Extract to read:
As a demonstration, the development team made two types of sensors on paper tickets. One sensor had circles that changed colors when they were wetted with a solution that contained antibiotic-resistant bacteria. The other had circles that changed into one of two colors when it was wetted with samples of the Sudan versus the Zaire strains of Ebola virus. The sensors still aren’t able to detect low amounts of bacteria and viruses, so they won’t be used to detect outbreaks anytime soon. But their makers are hoping they’re a first step toward cheap, easy-to-use field sensors. The paper slips might also show up sooner in labs, for other scientists looking to perform quick experiments, and for scenarios in which the stakes aren’t life-or-death.
A gene circuit works a bit like an electronic one, only all its components are biological. Gene circuits include dozens of genes, plus the proteins needed to read those genes. Together, the genes and proteins perform a task. There are natural gene circuits, such as the genes and proteins that work together to perform photosynthesis in plants. On these paper tickets, however, scientists are able to design any circuits they like, not just naturally-occurring ones. They might mix together genes from different species, for example, to get the paper to react how they want. The team that developed the paper slips, including biologists and engineers from Boston and Chevy Chase, Maryland, came up with a circuit that triggers color changes after detecting specific genetic material—such as genes from certain bacteria, or those Ebola viruses.
The tickets’ makers freeze-dry their circuit components onto the paper slips, which users can store for up to a year at room temperature. They published an article describing their work yesterday in the journal Cell.

Input data:

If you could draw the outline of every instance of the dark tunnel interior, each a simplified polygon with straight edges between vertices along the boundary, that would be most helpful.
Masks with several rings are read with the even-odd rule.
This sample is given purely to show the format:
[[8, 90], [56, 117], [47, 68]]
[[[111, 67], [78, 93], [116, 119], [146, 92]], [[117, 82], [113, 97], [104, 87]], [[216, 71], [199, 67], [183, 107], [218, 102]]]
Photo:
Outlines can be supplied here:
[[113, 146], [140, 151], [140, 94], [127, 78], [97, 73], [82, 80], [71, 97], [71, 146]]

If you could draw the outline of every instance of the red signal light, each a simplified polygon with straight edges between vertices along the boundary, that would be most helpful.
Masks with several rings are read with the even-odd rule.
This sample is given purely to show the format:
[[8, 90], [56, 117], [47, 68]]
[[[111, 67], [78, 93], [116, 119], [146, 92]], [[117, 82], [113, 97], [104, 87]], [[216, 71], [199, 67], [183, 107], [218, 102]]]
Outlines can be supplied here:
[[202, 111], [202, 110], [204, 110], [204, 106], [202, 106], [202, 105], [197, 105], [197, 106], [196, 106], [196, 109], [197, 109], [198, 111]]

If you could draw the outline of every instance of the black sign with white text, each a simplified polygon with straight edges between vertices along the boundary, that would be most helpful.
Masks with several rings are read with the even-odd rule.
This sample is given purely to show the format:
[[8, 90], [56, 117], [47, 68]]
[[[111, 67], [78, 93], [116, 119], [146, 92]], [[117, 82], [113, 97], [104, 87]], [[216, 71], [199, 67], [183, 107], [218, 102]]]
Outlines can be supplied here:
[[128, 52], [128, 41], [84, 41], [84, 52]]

Exercise set:
1) In the text about the paper-ticket sensors, how long can users store the freeze-dried paper slips at room temperature?
2) Update the paper-ticket sensor text from "As a demonstration, the" to "stakes aren’t life-or-death.", changing "circles" to "dots".

List of solutions:
1) Up to a year.

2)
As a demonstration, the development team made two types of sensors on paper tickets. One sensor had dots that changed colors when they were wetted with a solution that contained antibiotic-resistant bacteria. The other had dots that changed into one of two colors when it was wetted with samples of the Sudan versus the Zaire strains of Ebola virus. The sensors still aren’t able to detect low amounts of bacteria and viruses, so they won’t be used to detect outbreaks anytime soon. But their makers are hoping they’re a first step toward cheap, easy-to-use field sensors. The paper slips might also show up sooner in labs, for other scientists looking to perform quick experiments, and for scenarios in which the stakes aren’t life-or-death.